** Task **
Locate every line in the records below that contains the string "arched", and copy each such line in full. Matching is case-sensitive.
+++
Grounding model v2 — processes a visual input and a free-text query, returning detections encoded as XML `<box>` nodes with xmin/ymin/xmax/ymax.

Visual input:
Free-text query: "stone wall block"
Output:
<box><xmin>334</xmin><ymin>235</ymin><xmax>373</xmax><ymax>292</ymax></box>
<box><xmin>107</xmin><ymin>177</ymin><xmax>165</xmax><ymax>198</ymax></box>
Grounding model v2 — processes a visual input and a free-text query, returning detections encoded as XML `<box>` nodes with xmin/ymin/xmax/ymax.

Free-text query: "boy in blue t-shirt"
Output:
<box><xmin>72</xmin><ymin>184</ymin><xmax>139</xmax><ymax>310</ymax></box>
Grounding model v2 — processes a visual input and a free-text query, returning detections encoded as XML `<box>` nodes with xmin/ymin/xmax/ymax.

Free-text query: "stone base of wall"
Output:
+++
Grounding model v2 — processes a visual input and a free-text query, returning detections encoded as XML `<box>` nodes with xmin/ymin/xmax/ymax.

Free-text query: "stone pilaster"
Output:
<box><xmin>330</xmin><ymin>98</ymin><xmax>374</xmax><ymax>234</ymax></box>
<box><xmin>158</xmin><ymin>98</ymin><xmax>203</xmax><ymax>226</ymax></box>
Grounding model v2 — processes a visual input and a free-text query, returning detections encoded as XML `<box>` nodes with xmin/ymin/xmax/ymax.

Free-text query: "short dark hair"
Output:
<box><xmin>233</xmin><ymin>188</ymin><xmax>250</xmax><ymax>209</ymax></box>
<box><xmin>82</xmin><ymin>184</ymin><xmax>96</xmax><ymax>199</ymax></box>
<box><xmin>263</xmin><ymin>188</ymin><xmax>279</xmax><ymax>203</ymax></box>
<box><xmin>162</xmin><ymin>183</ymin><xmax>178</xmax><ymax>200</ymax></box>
+++
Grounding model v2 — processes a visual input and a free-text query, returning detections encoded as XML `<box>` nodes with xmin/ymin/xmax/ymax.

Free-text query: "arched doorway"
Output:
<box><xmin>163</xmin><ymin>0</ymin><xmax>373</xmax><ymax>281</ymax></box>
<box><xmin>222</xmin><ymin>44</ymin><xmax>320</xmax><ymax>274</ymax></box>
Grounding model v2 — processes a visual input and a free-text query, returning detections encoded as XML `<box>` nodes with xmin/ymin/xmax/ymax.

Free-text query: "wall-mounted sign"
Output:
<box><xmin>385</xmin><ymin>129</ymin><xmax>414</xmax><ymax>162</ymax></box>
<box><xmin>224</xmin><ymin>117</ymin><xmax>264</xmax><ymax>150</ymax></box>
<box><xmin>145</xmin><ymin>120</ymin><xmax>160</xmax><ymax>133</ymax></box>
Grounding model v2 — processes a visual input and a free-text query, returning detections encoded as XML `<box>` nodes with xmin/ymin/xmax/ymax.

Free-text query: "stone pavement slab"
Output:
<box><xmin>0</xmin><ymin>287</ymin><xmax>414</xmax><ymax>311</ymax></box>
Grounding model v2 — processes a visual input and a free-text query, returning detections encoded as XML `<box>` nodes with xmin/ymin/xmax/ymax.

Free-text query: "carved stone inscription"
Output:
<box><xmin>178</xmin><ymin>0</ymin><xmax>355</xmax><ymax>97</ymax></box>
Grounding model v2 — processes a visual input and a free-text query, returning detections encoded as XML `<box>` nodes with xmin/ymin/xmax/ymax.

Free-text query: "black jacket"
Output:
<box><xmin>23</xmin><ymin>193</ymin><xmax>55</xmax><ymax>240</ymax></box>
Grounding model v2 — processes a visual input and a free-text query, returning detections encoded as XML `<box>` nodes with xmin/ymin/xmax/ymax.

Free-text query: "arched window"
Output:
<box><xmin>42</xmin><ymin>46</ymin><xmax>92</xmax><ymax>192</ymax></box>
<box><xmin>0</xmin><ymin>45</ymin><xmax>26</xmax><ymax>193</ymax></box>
+++
** Result for this task **
Free-text query: "arched doorway"
Free-text query: "arched window"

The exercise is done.